(TASK GOAL) Reproduce the quarantine risk analysis text between "Currently there is" and "possibly misleading prioritisation.", inclusive, swapping "Expert opinion" for "expert judgment".

-- start of SUPPLIED TEXT --

CRC10068: Comparison of Quarantine Risk Analysis Systems
The comparison of quarantine risk analysis systems project will initially gather and collate information from Australia, Canada, New Zealand, Japan, USA, UK, Chile and Thailand. This helps develop a methodology to analyse the biosecurity risks more effectively, and provide a higher level of confidence to Australia's quarantine risk assessment system.
What is the biosecurity problem?
Currently there is no information on how efficient the Australian import risk assessment system is compared to other risk assessments conducted around the world. Biosecurity Australia needs to know more on this to put confidence in its system. The current system depends on Expert opinion and statistical theory. While this may be best available system to categorise risk, it is well known that opinion is susceptible to bias and possibly misleading prioritisation.

-- end of SUPPLIED TEXT --
-- start of DATA LINES --

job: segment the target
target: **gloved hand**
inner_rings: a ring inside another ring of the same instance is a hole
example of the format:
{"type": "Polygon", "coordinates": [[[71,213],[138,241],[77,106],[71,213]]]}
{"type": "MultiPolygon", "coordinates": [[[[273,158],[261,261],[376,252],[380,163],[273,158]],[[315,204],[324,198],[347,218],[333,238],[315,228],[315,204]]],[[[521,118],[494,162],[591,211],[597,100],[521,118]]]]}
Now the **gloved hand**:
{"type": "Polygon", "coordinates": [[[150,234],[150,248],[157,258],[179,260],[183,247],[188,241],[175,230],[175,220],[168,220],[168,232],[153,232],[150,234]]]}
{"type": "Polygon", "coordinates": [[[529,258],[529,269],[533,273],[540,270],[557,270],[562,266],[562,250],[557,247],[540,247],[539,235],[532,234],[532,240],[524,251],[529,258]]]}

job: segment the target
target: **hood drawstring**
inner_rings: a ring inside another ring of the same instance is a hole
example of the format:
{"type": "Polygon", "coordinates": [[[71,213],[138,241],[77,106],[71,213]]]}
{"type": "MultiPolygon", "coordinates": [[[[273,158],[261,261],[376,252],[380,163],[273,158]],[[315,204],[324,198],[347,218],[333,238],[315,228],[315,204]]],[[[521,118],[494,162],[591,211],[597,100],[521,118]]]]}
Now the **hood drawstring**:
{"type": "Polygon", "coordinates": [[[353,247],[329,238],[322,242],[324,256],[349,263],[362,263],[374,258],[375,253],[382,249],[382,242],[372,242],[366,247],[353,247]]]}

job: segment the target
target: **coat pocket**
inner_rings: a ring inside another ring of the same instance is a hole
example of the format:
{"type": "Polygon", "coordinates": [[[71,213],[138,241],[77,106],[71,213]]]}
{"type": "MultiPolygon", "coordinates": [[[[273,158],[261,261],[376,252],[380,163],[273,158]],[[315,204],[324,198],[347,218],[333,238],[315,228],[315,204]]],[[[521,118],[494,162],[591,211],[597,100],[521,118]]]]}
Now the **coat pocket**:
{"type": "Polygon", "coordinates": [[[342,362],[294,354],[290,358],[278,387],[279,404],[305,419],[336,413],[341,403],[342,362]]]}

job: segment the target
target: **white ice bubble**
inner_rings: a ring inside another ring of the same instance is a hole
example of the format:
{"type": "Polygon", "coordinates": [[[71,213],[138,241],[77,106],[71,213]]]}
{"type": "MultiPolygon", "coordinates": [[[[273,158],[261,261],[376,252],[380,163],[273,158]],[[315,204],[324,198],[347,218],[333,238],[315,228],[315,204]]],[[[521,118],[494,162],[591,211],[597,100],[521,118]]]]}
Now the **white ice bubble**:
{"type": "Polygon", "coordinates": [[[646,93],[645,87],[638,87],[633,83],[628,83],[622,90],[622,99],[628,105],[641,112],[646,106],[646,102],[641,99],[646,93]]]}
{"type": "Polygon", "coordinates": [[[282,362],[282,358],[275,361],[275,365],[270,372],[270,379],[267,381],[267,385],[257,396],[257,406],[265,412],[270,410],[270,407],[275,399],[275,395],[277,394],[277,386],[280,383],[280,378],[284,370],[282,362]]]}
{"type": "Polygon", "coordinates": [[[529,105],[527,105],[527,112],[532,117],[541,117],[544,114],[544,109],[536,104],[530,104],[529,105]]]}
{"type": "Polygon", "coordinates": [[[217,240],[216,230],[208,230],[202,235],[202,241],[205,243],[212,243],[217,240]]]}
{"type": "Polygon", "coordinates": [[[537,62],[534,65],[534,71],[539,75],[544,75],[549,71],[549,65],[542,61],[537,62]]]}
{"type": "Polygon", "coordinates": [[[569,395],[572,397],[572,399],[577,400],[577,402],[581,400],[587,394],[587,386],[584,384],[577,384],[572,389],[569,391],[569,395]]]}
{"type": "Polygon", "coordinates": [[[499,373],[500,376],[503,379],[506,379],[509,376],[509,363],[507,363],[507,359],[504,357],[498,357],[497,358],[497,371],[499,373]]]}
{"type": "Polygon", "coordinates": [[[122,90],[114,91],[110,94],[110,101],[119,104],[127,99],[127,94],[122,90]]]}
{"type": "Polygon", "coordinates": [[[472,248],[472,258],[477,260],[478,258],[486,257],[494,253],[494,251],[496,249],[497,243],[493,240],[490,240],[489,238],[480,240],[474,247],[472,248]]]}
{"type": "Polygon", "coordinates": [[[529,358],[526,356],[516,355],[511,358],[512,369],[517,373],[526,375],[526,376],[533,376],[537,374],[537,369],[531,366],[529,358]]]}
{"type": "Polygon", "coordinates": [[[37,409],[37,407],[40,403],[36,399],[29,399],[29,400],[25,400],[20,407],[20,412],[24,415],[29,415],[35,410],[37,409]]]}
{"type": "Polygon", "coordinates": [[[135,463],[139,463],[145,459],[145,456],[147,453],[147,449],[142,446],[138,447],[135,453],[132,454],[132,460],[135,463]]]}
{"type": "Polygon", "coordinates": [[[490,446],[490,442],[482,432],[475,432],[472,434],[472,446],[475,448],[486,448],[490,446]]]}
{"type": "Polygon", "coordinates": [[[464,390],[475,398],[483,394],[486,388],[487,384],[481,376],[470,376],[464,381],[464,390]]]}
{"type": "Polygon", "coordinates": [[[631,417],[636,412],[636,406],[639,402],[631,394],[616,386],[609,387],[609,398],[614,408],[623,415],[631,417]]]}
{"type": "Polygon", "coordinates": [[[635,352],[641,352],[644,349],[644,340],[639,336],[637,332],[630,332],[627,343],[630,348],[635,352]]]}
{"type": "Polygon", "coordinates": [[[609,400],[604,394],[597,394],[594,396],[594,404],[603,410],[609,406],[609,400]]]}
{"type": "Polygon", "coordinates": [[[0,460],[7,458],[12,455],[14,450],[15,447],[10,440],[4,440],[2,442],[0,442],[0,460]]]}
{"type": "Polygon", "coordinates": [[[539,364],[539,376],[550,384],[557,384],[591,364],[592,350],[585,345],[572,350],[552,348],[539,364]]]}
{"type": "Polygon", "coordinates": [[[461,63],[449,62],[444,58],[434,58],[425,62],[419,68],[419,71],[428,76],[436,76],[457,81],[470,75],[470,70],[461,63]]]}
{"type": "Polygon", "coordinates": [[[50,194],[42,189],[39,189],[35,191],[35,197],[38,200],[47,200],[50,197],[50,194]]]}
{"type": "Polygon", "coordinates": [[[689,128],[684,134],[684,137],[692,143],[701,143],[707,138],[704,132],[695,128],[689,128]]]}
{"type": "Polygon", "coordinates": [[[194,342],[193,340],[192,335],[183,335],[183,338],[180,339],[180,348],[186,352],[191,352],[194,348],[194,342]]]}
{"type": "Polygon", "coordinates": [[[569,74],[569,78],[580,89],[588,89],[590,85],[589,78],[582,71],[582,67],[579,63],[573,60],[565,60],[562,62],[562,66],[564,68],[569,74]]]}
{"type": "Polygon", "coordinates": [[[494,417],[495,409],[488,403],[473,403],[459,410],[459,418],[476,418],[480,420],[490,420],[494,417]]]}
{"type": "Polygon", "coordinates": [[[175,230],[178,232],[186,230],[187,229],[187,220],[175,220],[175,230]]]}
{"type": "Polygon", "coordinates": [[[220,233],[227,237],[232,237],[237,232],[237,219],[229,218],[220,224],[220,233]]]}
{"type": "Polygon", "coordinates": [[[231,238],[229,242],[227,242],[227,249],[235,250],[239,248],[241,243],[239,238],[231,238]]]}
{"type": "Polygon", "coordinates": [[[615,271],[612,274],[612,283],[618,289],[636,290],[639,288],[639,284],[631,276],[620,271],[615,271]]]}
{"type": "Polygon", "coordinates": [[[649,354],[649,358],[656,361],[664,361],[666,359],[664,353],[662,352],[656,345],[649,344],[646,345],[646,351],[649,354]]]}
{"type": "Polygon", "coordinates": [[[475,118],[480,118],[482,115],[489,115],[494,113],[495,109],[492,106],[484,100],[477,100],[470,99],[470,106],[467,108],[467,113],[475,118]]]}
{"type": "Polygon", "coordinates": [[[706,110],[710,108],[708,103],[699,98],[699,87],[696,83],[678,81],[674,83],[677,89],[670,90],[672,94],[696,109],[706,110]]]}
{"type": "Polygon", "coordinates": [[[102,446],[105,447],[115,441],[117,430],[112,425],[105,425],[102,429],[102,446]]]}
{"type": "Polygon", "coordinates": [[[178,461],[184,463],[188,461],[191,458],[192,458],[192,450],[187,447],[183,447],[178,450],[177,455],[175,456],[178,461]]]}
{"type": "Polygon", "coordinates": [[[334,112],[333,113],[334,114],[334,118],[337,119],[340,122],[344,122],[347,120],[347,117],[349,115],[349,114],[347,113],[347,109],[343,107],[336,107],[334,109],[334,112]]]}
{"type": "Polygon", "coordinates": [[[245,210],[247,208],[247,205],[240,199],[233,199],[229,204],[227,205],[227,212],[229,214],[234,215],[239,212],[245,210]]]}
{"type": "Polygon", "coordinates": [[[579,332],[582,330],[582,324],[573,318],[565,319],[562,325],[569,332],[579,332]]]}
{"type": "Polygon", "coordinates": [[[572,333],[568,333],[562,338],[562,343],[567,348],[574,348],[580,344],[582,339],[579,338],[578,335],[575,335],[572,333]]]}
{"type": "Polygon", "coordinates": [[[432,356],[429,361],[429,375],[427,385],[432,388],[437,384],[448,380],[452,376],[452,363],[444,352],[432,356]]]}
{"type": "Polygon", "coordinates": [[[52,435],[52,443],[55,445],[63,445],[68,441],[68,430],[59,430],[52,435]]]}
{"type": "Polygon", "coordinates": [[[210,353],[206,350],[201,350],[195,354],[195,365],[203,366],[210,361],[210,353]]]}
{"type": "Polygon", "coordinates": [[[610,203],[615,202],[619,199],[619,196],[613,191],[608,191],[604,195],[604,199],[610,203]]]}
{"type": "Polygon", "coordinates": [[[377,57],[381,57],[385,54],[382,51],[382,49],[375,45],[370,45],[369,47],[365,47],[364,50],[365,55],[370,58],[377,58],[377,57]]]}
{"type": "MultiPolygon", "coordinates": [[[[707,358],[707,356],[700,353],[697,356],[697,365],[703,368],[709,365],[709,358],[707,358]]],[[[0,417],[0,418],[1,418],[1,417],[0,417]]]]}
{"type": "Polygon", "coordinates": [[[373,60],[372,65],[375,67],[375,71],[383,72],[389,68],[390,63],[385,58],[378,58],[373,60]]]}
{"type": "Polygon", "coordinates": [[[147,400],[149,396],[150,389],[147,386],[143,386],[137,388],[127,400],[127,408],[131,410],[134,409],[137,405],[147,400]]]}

-- end of DATA LINES --

(THE RESPONSE)
Currently there is no information on how efficient the Australian import risk assessment system is compared to other risk assessments conducted around the world. Biosecurity Australia needs to know more on this to put confidence in its system. The current system depends on expert judgment and statistical theory. While this may be best available system to categorise risk, it is well known that opinion is susceptible to bias and possibly misleading prioritisation.